=== Source excerpt ===
We can see that the residuals are slightly right skewed, the observations are likely independent, and variance may increase as the fitted values increase. Continuing on, we will further examine the summary function in linearRegression. We have seen already that the summary function can be used to obtain p-values for each of the coefficients. It can also be used to assess model fit. The summary function also outputs R squared, adjusted R squared (useful when there are multiple predictors), and the model F-statistic and p-value. The model F-statistic and p-value can be used to test the null hypothesis that all regression coefficients are 0. For our cars model, these are as follows:

summary_model_cars<-linearRegression::summary(model_cars)
summary_model_cars$R.squared
summary_model_cars$adj.R.squared
summary_model_cars$F.stat
summary_model_cars$model.p.value

Comparing this output to the output given by the summary function in base R above, we see that we get the same answer. Finally, we can use the output from the linearRegression function for prediction. We can then compare it to prediction done by the model fit using lm.

=== Given request 1 ===
According to the linearRegression excerpt, what null hypothesis can the model F-statistic and p-value be used to test?
=== Given request 2 ===
In two sentences, summarize the linearRegression excerpt.
=== Given request 3 ===
Can you extend the linearRegression excerpt, picking up after its final sentence?

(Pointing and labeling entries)
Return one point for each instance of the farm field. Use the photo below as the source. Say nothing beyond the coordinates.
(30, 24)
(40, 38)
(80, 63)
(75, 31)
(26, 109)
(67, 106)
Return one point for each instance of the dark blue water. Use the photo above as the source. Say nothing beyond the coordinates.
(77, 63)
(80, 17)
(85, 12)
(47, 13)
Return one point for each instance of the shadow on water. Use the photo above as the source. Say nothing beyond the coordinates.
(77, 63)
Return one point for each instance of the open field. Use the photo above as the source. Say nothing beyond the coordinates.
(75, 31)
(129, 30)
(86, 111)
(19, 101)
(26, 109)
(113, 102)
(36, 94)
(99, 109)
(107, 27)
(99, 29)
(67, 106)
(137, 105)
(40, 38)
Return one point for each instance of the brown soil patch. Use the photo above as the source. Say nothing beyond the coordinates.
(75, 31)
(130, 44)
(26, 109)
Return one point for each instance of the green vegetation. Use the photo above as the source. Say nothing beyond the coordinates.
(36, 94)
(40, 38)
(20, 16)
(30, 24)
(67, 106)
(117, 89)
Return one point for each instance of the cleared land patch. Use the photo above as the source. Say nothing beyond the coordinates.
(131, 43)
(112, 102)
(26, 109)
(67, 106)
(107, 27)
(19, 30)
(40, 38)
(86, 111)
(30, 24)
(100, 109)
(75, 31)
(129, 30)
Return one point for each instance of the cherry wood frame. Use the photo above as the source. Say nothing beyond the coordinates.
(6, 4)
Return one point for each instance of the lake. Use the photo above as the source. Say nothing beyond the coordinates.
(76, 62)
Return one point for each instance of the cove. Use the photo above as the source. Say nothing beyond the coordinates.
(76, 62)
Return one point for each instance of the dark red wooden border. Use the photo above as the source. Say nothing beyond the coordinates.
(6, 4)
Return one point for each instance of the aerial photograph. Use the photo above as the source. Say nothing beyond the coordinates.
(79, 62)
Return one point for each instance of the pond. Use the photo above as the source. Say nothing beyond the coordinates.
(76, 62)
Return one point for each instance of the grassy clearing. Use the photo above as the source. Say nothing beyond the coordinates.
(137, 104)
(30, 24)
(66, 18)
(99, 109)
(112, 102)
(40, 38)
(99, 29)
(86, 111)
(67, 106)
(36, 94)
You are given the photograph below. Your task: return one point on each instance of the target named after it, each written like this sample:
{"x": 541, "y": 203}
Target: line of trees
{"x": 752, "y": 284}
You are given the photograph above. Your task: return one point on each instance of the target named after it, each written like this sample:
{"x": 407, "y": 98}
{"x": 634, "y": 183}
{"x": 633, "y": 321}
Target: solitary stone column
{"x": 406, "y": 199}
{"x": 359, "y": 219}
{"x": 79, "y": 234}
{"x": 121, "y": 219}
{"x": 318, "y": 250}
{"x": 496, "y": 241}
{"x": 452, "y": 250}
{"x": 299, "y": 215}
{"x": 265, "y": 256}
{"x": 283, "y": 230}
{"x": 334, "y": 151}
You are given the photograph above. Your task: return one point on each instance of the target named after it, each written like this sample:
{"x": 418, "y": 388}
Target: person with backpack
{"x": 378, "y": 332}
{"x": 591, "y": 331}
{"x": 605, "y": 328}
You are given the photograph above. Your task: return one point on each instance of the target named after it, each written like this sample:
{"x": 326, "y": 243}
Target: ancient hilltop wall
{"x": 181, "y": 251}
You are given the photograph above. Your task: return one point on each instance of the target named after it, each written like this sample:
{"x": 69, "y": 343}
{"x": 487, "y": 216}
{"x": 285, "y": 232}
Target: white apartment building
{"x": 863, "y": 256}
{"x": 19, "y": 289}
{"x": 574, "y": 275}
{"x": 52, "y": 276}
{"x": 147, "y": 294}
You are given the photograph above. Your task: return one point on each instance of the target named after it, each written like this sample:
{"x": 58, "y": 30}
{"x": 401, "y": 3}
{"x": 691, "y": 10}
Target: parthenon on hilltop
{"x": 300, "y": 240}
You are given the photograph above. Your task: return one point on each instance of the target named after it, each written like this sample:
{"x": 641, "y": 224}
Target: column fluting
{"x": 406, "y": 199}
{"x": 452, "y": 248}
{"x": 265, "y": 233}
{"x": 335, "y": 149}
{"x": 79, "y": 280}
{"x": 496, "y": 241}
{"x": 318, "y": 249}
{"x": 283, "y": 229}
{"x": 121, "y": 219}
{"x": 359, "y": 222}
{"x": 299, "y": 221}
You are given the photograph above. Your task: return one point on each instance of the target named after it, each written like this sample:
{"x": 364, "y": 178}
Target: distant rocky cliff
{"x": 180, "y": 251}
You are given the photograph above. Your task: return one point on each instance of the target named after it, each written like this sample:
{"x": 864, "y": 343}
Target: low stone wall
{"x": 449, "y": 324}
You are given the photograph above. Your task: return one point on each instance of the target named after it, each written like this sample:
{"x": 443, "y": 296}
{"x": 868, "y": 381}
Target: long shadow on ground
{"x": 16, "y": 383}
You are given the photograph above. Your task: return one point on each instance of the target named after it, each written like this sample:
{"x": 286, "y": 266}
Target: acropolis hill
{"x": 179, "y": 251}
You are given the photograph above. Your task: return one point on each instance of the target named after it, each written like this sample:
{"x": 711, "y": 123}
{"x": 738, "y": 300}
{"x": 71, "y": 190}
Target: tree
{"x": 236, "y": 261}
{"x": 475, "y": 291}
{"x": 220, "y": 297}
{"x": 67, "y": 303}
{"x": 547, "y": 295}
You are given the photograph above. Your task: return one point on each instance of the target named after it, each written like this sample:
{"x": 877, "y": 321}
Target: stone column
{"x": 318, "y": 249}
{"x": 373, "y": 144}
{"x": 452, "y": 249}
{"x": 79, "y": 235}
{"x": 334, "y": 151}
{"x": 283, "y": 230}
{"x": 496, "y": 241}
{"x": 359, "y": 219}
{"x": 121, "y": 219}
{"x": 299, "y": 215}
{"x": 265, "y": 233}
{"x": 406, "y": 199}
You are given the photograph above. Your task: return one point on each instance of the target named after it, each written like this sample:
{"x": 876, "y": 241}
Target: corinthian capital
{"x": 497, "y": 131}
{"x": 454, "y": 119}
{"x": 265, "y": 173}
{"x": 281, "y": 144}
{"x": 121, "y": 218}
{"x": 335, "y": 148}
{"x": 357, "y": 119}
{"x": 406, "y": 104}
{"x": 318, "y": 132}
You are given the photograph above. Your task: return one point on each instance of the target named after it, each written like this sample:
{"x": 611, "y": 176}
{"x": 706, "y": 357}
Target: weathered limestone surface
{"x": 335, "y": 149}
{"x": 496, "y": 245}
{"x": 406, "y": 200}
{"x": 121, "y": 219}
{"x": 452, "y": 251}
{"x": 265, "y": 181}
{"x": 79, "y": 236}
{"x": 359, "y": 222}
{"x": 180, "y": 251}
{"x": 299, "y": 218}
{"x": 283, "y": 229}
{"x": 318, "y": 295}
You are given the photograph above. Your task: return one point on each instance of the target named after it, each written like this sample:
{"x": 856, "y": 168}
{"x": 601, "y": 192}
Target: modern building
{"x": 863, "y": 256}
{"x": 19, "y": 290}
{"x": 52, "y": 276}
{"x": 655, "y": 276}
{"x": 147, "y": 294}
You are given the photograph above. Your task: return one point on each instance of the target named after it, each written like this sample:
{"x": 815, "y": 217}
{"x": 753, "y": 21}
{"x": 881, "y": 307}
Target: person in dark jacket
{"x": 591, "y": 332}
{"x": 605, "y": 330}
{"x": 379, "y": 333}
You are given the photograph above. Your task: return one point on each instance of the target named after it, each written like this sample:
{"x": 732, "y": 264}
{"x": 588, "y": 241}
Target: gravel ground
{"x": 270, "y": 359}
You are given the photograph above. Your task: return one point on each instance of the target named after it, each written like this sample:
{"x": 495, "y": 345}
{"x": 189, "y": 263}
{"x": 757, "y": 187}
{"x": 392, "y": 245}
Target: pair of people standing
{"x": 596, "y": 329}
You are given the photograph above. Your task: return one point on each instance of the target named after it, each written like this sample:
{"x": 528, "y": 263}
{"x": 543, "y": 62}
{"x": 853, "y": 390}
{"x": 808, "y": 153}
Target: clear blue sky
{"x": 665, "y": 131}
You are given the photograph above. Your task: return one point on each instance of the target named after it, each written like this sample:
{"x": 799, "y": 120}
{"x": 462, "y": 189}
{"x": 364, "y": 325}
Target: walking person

=== Task response 1 ===
The null hypothesis that all regression coefficients are 0.

=== Task response 2 ===
The summary function in linearRegression gives p-values for each coefficient and can also assess model fit by reporting R squared, adjusted R squared, and the model F-statistic and p-value, which for the cars model match the output of the summary function in base R. The output from the linearRegression function can then be used for prediction and compared with prediction from the model fit using lm.

=== Task response 3 ===
b0_cars<-model_cars$coefficients[1]
b1_cars<-model_cars$coefficients[2]
model_predict<-function(X){
  return(b0_cars+b1_cars*X)
}

b0_cars_lm<-model_cars_lm$coefficients[1]
b1_cars_lm<-model_cars_lm$coefficients[2]
model_predict_lm<-function(X){
  return(b0_cars_lm+b1_cars_lm*X)
}

X<-rnorm(100)

all.equal(model_predict(X), model_predict_lm(X))

There are various other output items from the functions linearRegression and summary that may be of interest to package users. Both functions return the formula used in the model and can be accessed in the return list under the name formula. linearRegression returns the rank of the design matrix and the data frame containing the model data under the names rank and model. summary also returns the model residuals and the residual standard error under the names residuals and residual.se.

We will now move on to talk about multiple linear regression and multiple linear regression with interaction terms. To do this, we can consider the mtcars data set in R. We will use the number of cylinders, displacement, gross horsepower, and weight as predictors for the miles per gallon.

fit_mlr<-linearRegression::linearRegression(mpg~cyl+disp+hp+wt, dat=mtcars)

All of the functionality that has been previously described for simple linear regression is also available for multiple linear regression. For example, we can look at the estimated regression coefficients as well as their t-statistics using the summary function.

linearRegression::summary(fit_mlr)$coefficients

As we can see from fitting the same model using the lm function, we get the same results.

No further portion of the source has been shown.